### Consignas del ejercicio
1/ Reescribe de forma más breve el párrafo del texto sobre la distribución de vacunas contra el Covid que comienza con «La venta a personas o a distribuidores independientes», conservando sus datos principales.
2/ Prosigue el texto sobre la distribución de vacunas contra el Covid a partir de su última oración.

Dicho esto, la aplicación de esta indemnidad amplia requiere de quien la otorga capacidad de responder por ella. Salvo excepciones, un gobierno nacional estará por lo general en mejores condiciones de hacerlo que las provincias y los municipios.
Cuando la producción satisfaga las necesidades de vacunación y ceda la pandemia, el procedimiento de distribución debería ser similar al de la comercialización de cualquier medicamento
En mérito a la urgencia por vacunar, todos los gobiernos han suscripto contratos de compra con estas cláusulas de indemnidad que normalmente no serían aceptables. De hecho, el gobierno argentino apeló dudosamente a ese argumento para intentar explicar las razones por las cuales la vacuna de la empresa Pfizer no pudo distribuirse entre nosotros.
La venta a personas o a distribuidores independientes tiene similares restricciones, pero en el caso de que sean superadas se enfrenta a otro tipo de cuestionamiento. Mientras la producción mundial de vacunas anti-Covid esté muy por debajo de la necesidad, si se vendiera a personas o droguerías terminaría canalizándose hacia quienes tuvieran mayor poder adquisitivo y pudieran pagar los altos precios que se alcanzarían en un mercado desabastecido y fuertemente demandante. Las personas de menores ingresos quedarían postergadas hasta que la producción satisfaga la demanda a precios menores.

### Información extraída
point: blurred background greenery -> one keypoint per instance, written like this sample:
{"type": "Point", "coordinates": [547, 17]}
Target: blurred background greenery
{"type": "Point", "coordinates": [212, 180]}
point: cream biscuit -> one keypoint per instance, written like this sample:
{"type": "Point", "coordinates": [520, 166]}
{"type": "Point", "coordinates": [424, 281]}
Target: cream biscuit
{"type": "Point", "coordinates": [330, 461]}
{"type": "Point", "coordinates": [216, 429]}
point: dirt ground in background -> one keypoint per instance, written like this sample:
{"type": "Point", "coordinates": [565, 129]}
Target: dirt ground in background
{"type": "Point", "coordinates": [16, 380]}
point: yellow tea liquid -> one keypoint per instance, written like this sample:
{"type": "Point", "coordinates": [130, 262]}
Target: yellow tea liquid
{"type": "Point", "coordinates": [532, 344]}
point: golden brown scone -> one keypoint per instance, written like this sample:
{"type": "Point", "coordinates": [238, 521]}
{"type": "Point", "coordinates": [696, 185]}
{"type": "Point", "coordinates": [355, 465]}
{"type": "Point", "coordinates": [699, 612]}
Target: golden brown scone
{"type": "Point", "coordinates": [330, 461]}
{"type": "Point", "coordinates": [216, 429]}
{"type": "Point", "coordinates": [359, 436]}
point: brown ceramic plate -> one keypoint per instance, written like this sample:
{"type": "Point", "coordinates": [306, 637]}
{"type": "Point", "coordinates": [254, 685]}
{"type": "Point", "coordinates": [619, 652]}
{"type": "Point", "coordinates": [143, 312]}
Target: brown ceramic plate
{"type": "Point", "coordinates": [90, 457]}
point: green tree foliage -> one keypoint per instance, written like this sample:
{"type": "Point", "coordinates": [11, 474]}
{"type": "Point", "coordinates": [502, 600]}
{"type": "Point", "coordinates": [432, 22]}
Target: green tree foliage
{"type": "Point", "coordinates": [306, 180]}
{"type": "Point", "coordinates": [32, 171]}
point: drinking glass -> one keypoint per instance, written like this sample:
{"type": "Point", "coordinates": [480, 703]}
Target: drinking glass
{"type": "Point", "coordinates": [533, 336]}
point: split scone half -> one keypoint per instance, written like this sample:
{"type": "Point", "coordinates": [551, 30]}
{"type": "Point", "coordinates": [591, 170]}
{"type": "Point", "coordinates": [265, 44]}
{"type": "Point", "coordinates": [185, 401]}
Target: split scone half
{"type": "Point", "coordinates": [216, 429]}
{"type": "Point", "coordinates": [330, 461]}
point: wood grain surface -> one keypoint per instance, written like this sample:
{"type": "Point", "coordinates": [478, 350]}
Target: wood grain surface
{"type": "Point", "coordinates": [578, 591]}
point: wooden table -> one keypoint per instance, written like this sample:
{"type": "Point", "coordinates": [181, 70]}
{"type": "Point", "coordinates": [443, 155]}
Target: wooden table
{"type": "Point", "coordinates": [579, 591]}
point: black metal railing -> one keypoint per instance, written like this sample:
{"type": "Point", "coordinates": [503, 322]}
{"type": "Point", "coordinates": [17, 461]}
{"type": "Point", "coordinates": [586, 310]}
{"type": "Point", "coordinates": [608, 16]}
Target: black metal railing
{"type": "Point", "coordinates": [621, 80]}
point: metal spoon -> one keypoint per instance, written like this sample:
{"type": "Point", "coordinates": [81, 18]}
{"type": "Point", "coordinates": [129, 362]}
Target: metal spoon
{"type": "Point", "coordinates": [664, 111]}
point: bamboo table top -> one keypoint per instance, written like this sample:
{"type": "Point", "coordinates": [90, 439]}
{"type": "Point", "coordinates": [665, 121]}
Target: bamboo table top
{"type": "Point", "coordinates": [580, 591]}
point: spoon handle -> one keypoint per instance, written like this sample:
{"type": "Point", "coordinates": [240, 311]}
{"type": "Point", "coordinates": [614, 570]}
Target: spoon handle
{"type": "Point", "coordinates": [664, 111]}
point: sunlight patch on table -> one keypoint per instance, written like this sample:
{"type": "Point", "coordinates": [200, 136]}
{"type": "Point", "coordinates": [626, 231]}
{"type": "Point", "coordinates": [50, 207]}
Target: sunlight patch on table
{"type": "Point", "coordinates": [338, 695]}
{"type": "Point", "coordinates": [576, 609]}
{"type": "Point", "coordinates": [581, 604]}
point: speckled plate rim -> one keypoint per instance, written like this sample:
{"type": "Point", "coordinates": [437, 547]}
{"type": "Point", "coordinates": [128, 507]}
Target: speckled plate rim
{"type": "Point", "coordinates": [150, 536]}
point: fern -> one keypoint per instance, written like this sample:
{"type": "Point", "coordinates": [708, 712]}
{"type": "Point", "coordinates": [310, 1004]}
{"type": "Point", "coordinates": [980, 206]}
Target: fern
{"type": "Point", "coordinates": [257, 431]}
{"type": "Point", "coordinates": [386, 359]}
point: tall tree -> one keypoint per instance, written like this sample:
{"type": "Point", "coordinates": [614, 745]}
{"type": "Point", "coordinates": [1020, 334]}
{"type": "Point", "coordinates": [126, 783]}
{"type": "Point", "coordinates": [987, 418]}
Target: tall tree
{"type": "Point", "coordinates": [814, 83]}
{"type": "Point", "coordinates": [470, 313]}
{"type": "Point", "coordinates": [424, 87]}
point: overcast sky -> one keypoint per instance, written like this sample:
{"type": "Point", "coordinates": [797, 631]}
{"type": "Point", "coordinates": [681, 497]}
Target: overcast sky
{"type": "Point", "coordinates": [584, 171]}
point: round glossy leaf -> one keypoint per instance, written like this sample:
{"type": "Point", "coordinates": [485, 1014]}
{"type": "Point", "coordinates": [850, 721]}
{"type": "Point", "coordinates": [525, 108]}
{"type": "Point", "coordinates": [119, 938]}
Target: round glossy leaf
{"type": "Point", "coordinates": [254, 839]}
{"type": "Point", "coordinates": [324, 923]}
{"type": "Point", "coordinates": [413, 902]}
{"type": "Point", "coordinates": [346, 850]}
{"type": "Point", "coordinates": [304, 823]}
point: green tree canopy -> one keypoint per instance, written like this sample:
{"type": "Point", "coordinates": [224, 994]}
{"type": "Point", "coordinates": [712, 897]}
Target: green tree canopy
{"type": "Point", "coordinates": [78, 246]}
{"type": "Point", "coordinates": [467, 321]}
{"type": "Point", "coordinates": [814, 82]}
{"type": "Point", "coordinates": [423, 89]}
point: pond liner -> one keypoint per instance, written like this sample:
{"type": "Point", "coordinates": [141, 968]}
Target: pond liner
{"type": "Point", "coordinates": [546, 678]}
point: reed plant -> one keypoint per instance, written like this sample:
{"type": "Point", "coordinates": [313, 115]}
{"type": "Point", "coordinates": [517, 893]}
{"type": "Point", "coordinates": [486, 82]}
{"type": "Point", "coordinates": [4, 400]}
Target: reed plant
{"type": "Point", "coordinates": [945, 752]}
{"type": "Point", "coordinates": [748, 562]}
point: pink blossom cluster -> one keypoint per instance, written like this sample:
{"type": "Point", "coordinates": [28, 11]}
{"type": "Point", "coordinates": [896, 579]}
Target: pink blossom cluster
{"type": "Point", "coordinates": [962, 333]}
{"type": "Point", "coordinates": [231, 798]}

### Respuestas por consigna
1/ La venta a personas o a distribuidores independientes tiene restricciones similares y, si se superan, enfrenta otro cuestionamiento. Mientras la producción mundial de vacunas anti-Covid esté muy por debajo de la necesidad, venderlas a personas o droguerías las canalizaría hacia quienes tengan mayor poder adquisitivo y puedan pagar los altos precios de un mercado desabastecido y muy demandante. Las personas de menores ingresos quedarían postergadas hasta que la producción cubra la demanda a precios menores.

2/
Hay un obvio cuestionamiento social a ese modo de comercializar la vacuna, y así lo han percibido tanto los gobiernos como los fabricantes. Por lo tanto, la regla inicial ha sido que las compras sean realizadas centralizadamente por gobiernos nacionales o eventualmente por los subnacionales, y que el orden de vacunación sea reglamentado según riesgo de salud, por edad o necesidad comunitaria. Estamos de acuerdo con esta modalidad, haciendo la salvedad de que cuando la producción satisfaga las necesidades de vacunación y ceda la pandemia, el procedimiento de distribución deberá ser el de la comercialización que rige para cualquier medicamento. Este ya podría aplicarse a los elementos y reactivos para hacer los hisopados o para la determinación de anticuerpos del Covid.
La Argentina se encuentra retrasada en su vacunación, que ha seguido el ritmo retaceado del suministro. Las expectativas generadas por los anuncios prematuros del presidente Alberto Fernández no se pudieron cumplir. En adelante deberá encararse con pragmatismo el proceso de vacunación, dejando de lado afinidades en la selección del país de fabricación, tal como las dio a entender la vicepresidenta Cristina Kirchner por Rusia y China en su alocución del 24 de marzo pasado. Debe entenderse además que una vez alcanzado sin esperas el abastecimiento internacional de esta vacuna, deberán asimilarse su distribución, comercialización y aplicación a la de cualquier otra vacuna.
Mientras tanto, no parecen errados quienes evalúan que un gobierno que ha cometido tantos errores frente a una cuestión tan sensible hoy ha resuelto apostar a colectivizar las pérdidas, abriendo las compuertas de otras jurisdicciones, habida cuenta de que no ha podido capitalizar ningún éxito en esta materia.